WHAT TO DO:
**a.** According to the blog post about the damaged painting, why was the canvas left facing the wall at home for several weeks? Answer in one to three sentences.
**b.** From the blog post about the damaged painting, transcribe the stretch from "Brilliantly renovated and" through "2 square canvases.".

PASSAGE SHOWN:
----
Showing posts with label diptych. Show all posts
Showing posts with label diptych. Show all posts

Tuesday, November 9, 2010

Brilliantly renovated and cut in half

'Red Square'  and 'The Drill Rig' - An update

 This painting and the next were originally parts of the same canvas. A sudden gust of wind and the canvas was picked up and impaled on the edge of the easel. One of the many hazards of life as a plein air painter!
I had the damaged canvas standing face to the wall at home for several weeks, too depressed to look at it more closely.
Instead of a repair I finally decided to complete the surgery and separate it into 2 square canvases.
I had to decide what to lose and what to keep. The original canvas contrasted the meditative reflections of the interior with the activity of the exterior. Now they have been accidentally and forcibly separated. I was very upset at first, but, on the principle of 'whatever doesn't kill you makes you stronger', I'm starting to appreciate their qualities as separate canvases.
----
PROVIDED INFORMATION:
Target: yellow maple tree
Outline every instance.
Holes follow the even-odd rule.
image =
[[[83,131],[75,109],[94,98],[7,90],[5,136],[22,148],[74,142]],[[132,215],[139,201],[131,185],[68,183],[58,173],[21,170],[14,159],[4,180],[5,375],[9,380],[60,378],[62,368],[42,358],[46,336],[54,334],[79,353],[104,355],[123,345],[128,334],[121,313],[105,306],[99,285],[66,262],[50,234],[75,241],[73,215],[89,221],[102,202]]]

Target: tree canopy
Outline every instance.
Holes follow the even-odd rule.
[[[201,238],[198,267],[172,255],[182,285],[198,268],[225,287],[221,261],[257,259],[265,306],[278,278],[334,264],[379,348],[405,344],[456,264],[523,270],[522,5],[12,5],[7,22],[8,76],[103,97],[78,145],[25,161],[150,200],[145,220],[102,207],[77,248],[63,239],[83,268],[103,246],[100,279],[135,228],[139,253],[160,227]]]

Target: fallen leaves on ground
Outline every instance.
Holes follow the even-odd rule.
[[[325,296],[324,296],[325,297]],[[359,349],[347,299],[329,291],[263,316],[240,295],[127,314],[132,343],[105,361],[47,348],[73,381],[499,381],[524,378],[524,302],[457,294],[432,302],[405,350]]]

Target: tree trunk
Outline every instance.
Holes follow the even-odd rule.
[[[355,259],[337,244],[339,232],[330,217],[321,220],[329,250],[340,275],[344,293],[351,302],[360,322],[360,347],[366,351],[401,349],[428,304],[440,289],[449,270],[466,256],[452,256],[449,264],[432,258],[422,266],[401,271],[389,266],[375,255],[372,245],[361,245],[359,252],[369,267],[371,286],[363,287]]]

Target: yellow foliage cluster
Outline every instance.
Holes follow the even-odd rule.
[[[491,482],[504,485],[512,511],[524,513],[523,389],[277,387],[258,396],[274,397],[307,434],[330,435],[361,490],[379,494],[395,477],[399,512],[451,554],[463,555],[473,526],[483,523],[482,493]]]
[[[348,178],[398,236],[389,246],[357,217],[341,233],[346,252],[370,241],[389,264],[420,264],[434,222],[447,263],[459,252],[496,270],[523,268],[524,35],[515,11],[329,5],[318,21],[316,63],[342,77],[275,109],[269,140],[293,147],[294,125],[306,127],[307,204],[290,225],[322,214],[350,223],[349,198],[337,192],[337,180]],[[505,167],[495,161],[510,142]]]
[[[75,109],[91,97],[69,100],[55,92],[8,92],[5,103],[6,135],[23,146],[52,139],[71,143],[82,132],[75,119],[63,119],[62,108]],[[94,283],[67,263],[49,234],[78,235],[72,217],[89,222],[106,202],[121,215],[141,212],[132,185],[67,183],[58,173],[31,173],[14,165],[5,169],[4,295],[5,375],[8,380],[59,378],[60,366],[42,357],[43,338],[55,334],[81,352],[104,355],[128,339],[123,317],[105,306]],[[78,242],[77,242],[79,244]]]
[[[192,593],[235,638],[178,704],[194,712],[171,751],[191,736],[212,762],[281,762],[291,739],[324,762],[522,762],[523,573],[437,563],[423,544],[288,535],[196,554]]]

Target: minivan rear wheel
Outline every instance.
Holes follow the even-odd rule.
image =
----
ANSWERS TO THIS EXERCISE:
**a.** The painter was too depressed to look at it more closely. A sudden gust of wind had picked up the canvas and impaled it on the edge of the easel.

**b.**
Brilliantly renovated and cut in half

'Red Square'  and 'The Drill Rig' - An update

 This painting and the next were originally parts of the same canvas. A sudden gust of wind and the canvas was picked up and impaled on the edge of the easel. One of the many hazards of life as a plein air painter!
I had the damaged canvas standing face to the wall at home for several weeks, too depressed to look at it more closely.
Instead of a repair I finally decided to complete the surgery and separate it into 2 square canvases.